[[ DATA SHOWN open ]]
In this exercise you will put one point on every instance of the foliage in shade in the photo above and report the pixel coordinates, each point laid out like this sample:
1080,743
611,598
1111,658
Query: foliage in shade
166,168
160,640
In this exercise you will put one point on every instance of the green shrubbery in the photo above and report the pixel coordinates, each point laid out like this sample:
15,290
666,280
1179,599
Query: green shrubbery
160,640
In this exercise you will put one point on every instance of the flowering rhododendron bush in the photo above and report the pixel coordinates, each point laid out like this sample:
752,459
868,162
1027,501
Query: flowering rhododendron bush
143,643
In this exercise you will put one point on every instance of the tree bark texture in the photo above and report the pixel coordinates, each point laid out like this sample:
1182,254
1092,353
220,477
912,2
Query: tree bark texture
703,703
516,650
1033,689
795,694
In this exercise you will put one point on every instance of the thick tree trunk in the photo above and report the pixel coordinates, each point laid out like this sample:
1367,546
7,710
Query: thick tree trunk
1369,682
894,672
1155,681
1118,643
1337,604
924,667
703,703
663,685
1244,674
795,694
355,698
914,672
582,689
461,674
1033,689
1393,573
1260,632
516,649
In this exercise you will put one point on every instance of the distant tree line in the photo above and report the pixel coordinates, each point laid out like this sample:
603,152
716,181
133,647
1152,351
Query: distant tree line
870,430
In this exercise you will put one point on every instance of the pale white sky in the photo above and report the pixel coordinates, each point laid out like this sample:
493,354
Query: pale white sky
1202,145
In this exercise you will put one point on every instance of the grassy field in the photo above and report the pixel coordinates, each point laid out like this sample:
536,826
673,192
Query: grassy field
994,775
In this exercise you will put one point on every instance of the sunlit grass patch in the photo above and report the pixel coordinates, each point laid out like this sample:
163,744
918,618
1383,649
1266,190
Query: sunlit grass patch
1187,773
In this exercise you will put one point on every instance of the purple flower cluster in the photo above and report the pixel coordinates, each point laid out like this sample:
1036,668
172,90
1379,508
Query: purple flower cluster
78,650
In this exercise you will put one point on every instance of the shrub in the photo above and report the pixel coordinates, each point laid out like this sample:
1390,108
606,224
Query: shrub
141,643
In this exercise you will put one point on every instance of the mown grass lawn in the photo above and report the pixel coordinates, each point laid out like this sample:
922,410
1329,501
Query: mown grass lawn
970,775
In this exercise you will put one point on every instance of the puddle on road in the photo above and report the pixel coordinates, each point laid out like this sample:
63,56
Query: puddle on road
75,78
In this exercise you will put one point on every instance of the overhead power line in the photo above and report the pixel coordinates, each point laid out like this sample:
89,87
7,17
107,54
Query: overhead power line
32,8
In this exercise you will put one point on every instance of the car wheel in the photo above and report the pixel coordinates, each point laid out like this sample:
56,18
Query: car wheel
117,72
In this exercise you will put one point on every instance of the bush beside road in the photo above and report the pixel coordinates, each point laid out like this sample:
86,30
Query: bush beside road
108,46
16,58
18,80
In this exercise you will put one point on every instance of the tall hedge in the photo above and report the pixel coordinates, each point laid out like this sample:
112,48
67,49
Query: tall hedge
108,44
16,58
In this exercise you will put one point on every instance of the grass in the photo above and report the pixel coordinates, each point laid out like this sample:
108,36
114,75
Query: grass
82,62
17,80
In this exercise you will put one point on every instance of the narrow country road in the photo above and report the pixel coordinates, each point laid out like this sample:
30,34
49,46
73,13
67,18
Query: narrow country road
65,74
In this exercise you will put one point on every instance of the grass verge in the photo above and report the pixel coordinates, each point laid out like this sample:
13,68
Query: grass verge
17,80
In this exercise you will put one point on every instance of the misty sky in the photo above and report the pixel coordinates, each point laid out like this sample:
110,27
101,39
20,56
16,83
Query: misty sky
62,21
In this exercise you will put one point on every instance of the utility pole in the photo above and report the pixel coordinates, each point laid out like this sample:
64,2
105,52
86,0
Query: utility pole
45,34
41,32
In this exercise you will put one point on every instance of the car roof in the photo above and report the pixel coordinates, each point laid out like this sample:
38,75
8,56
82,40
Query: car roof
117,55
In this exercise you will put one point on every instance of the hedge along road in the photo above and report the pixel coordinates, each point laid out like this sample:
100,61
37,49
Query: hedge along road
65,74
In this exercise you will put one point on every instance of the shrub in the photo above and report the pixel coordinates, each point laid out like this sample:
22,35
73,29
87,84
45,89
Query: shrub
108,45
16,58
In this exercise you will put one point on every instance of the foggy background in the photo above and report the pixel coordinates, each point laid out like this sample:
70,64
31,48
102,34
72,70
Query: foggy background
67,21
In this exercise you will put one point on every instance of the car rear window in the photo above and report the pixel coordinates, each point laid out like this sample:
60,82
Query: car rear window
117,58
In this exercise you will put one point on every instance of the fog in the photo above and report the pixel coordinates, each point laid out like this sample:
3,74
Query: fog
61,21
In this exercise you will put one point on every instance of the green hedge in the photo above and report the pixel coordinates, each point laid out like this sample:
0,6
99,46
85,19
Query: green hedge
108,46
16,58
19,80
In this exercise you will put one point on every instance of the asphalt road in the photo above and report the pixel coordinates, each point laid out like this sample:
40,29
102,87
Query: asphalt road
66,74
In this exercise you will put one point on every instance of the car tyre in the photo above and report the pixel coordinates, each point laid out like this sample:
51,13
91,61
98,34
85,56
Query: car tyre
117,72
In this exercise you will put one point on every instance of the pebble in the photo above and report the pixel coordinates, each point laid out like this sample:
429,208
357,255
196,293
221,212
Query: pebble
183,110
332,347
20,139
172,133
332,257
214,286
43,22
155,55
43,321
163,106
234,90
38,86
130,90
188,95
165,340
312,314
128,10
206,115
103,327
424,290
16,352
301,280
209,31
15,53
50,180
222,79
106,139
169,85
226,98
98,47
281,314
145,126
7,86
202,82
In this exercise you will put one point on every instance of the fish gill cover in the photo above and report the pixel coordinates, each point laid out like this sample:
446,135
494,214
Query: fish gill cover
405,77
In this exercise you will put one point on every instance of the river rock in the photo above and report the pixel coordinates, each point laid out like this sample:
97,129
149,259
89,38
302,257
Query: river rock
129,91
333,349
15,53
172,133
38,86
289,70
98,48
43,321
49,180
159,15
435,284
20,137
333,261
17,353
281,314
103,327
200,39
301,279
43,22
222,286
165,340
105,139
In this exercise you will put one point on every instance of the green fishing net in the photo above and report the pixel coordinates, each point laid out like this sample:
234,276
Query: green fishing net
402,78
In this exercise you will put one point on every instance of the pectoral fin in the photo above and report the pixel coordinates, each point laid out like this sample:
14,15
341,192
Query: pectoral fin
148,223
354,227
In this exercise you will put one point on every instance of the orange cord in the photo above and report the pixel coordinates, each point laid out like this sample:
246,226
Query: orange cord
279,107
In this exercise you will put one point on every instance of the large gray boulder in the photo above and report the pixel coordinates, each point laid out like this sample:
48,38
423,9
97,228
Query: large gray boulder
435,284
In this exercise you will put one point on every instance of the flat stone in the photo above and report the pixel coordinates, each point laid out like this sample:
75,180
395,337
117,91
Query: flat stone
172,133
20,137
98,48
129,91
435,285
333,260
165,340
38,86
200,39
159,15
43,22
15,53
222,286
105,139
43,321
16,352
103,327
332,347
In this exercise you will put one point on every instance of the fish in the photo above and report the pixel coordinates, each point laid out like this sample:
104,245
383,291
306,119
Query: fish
[[ DATA SHOWN closed ]]
Please reproduce the listing exactly, keeping every line as it is.

In this exercise you will put one point on every instance of the foliage in shade in the photo above and report the pixel coordinates, each point laid out like this sample:
1080,743
611,598
1111,658
Query: foliage in shade
166,168
160,640
In this exercise you will put one point on every instance of the green shrubbery in the photo above and report the pixel coordinates, each point laid out like this sample:
15,290
666,280
1179,599
Query: green shrubbery
160,640
In this exercise you will put one point on every instance of the flowering rhododendron bush in the photo above and report the pixel coordinates, each point laid out like this sample:
752,459
868,162
1027,501
Query: flowering rhododendron bush
143,643
In this exercise you will put one point on every instance of the tree bark texture in the photo above and report the pixel coordinates, each point laid out like this sample:
1182,254
1092,353
220,477
912,2
Query: tree bark texture
703,703
516,650
1033,689
795,694
In this exercise you will put one point on every instance of the thick tree trunk in the photo above and report the pixel coordinates, each point laid out like this sample:
1367,546
7,710
Query: thick tree trunk
1369,682
894,672
1155,681
1118,643
1337,604
924,667
703,703
663,685
1244,674
795,694
355,698
914,672
582,689
461,674
1033,689
1393,573
1260,632
516,649
In this exercise you will put one point on every instance of the distant tree line in the photo above and report the pixel coordinates, each point laid out like this sample:
603,152
716,181
133,647
1152,351
Query: distant tree line
870,430
In this exercise you will put one point on every instance of the pale white sky in the photo above and report the pixel coordinates, each point laid out like this sample:
493,354
Query: pale white sky
1202,145
In this exercise you will put one point on every instance of the grassy field in the photo above and report the pixel coordinates, each point laid out like this sample:
536,826
673,192
Query: grassy field
994,775
In this exercise you will put one point on every instance of the sunlit grass patch in the photo above and report the pixel coordinates, each point laid out like this sample:
163,744
918,618
1383,649
1266,190
Query: sunlit grass patch
1187,773
In this exercise you will put one point on every instance of the purple flower cluster in the photo above and report the pixel coordinates, each point laid out like this sample:
1036,668
172,90
1379,508
Query: purple flower cluster
78,650
In this exercise you will put one point on every instance of the shrub in the photo above and report the pixel coordinates, each point laid out like this sample:
1390,108
606,224
Query: shrub
141,643
In this exercise you will put one point on every instance of the mown grass lawn in the photo above and report the pixel coordinates, each point laid out like this sample:
922,410
1329,501
Query: mown grass lawn
970,775
In this exercise you will put one point on every instance of the puddle on road in the photo above and report the pixel coordinates, each point laid out like this sample:
63,56
Query: puddle on road
75,78
In this exercise you will put one point on every instance of the overhead power line in the photo above and report the pixel coordinates, each point laid out like this sample:
89,87
7,17
107,54
Query: overhead power line
32,8
In this exercise you will put one point on every instance of the car wheel in the photo above and report the pixel coordinates, each point laid out like this sample:
56,18
Query: car wheel
117,72
In this exercise you will put one point on every instance of the bush beside road in the photo above and report the pixel coordinates, each point laid out like this sample:
86,30
Query: bush beside road
108,46
16,58
18,80
In this exercise you will put one point on every instance of the tall hedge in the photo above and report the pixel coordinates, each point laid out like this sample:
112,48
67,49
Query: tall hedge
108,44
16,58
In this exercise you will put one point on every instance of the grass in the photo above and report the pixel coordinates, each point laid out like this sample:
108,36
114,75
Query: grass
82,62
17,80
In this exercise you will put one point on every instance of the narrow country road in the photo above and report the pixel coordinates, each point laid out like this sample:
30,34
49,46
73,13
67,18
Query: narrow country road
65,74
In this exercise you will put one point on every instance of the grass verge in the photo above and report the pixel coordinates, each point laid out like this sample:
13,68
Query: grass verge
17,80
In this exercise you will put one point on every instance of the misty sky in the photo above and report the pixel coordinates, each point laid out like this sample:
110,27
101,39
20,56
16,83
Query: misty sky
62,21
In this exercise you will put one point on every instance of the utility pole in the photo above and report the pixel coordinates, each point laid out like this sample:
64,2
105,52
86,0
Query: utility pole
45,34
41,32
In this exercise you will put one point on every instance of the car roof in the photo above and report the pixel coordinates, each point laid out like this sample:
38,75
8,56
82,40
Query: car roof
117,55
In this exercise you will put one point on every instance of the hedge along road in the photo above and report the pixel coordinates, each point laid out like this sample:
100,61
37,49
Query: hedge along road
65,74
In this exercise you will put one point on every instance of the shrub in the photo above and report the pixel coordinates, each point laid out like this sample:
22,35
73,29
87,84
45,89
Query: shrub
108,45
16,58
In this exercise you will put one point on every instance of the foggy background in the photo above and report the pixel coordinates, each point laid out like this sample:
70,64
31,48
102,34
72,70
Query: foggy background
67,21
In this exercise you will put one point on every instance of the car rear window in the photo above and report the pixel coordinates, each point laid out like this sample:
60,82
Query: car rear window
117,58
In this exercise you will put one point on every instance of the fog in the photo above and report the pixel coordinates, each point laid out like this sample:
3,74
Query: fog
61,21
In this exercise you will put one point on every instance of the green hedge in the photo above and report the pixel coordinates, each point laid out like this sample:
0,6
99,46
85,19
Query: green hedge
108,46
16,58
19,80
In this exercise you will put one point on every instance of the asphalt road in the photo above and report the pixel coordinates, each point laid out like this sample:
40,29
102,87
Query: asphalt road
66,74
In this exercise you will put one point on every instance of the car tyre in the photo above and report the pixel coordinates, each point laid out like this sample:
51,13
91,61
98,34
85,56
Query: car tyre
117,72
In this exercise you will put one point on every instance of the pebble in the photo above and report the pixel coordinates, each point laid out like this sample:
429,208
357,255
196,293
221,212
Query: pebble
183,110
332,347
20,139
172,133
332,257
214,286
43,22
155,55
43,321
163,106
234,90
38,86
130,90
188,95
165,340
312,314
128,10
206,115
103,327
424,290
16,352
301,280
209,31
15,53
50,180
222,79
106,139
169,85
226,98
98,47
281,314
145,126
7,86
202,82
In this exercise you will put one point on every instance of the fish gill cover in the photo above and report the pixel coordinates, each point laid out like this sample:
446,135
494,214
Query: fish gill cover
405,77
In this exercise you will put one point on every instance of the river rock in the photo above and report the pixel coordinates, each point laid out like this sample:
97,129
149,259
89,38
302,257
Query: river rock
129,91
333,349
15,53
172,133
38,86
289,70
98,48
43,321
49,180
159,15
435,284
20,137
333,261
17,353
281,314
103,327
200,39
301,279
43,22
222,286
165,340
105,139
In this exercise you will put one point on every instance of the green fishing net in the photo above and report the pixel coordinates, each point laid out like this sample:
234,276
Query: green fishing net
402,78
In this exercise you will put one point on every instance of the pectoral fin in the photo above and report the pixel coordinates, each point laid out like this sample:
14,15
341,192
Query: pectoral fin
148,223
354,227
In this exercise you will put one point on every instance of the orange cord in the photo above and report the pixel coordinates, each point laid out like this sample:
246,226
Query: orange cord
279,107
In this exercise you will put one point on every instance of the large gray boulder in the photo above and report the pixel coordinates, each point laid out like this sample:
48,38
423,9
97,228
Query: large gray boulder
435,284
In this exercise you will put one point on every instance of the flat stone in the photo above and report the pixel coordinates, each point laid out like this sample:
75,180
395,337
117,91
Query: flat stone
172,133
20,137
98,48
129,91
435,285
333,260
165,340
38,86
200,39
159,15
43,22
15,53
222,286
105,139
43,321
16,352
103,327
332,347
In this exercise you will put one point on every instance of the fish in the photo above and report the pixel coordinates, each point laid out like this sample:
104,245
383,291
306,119
Query: fish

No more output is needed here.